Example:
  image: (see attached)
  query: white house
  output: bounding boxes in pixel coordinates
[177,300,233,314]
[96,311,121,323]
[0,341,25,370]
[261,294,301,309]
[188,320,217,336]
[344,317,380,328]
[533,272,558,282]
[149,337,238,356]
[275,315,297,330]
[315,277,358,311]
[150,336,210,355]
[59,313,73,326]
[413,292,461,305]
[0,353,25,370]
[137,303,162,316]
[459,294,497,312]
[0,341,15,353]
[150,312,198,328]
★ ★ ★ ★ ★
▶ What to produce
Output the records exactly.

▶ Response area
Example:
  image: (see attached)
  query: white house
  output: bounding boxes in pixel coordinates
[177,300,233,314]
[96,311,121,323]
[0,341,25,370]
[261,294,301,309]
[188,320,217,336]
[344,317,380,328]
[533,272,558,282]
[149,337,238,356]
[275,315,297,330]
[315,277,358,311]
[150,336,210,355]
[59,313,73,326]
[413,292,461,305]
[0,353,25,370]
[137,303,162,316]
[459,294,497,312]
[0,341,15,353]
[150,312,198,328]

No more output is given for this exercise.